Instructions for the task » Reproduce verbatim the data from the line containing "For each instance of the green" through the line containing "For each instance of the distant", including both of those lines.

▶

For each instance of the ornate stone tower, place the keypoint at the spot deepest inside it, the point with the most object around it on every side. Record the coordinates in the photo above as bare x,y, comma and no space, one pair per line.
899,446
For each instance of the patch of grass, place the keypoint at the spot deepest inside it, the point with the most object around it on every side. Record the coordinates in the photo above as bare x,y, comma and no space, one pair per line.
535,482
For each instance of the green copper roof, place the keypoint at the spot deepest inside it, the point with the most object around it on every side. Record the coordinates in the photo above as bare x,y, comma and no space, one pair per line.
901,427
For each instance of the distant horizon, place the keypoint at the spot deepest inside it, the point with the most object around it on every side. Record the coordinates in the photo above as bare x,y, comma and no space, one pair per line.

◀
▶

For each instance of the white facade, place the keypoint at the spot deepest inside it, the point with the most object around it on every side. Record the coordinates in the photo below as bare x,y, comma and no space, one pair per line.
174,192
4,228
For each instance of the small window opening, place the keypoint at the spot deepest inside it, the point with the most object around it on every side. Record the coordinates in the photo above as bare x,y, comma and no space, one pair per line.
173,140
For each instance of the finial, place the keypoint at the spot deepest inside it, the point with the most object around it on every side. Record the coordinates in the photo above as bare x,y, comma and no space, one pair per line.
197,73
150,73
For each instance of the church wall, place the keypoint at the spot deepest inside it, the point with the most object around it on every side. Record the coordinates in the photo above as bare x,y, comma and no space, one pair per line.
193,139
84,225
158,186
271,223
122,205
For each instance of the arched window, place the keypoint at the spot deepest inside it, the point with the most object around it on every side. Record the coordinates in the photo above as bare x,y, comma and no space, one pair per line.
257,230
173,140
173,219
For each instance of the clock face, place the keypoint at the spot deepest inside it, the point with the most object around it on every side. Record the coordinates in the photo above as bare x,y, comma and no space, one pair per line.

◀

Worked solution »
For each instance of the green copper roof, place the keypoint at the spot deepest inside it, the point with the most object around it on every side. Record the coordinates in the photo above as bare x,y, comma and no space, one pair per line.
901,427
For each instance of the distant horizon, place the keypoint at the spot deepest inside it, the point with the most object around it on every side. Record the coordinates in the photo above as bare x,y, comma and no space, one pair per line.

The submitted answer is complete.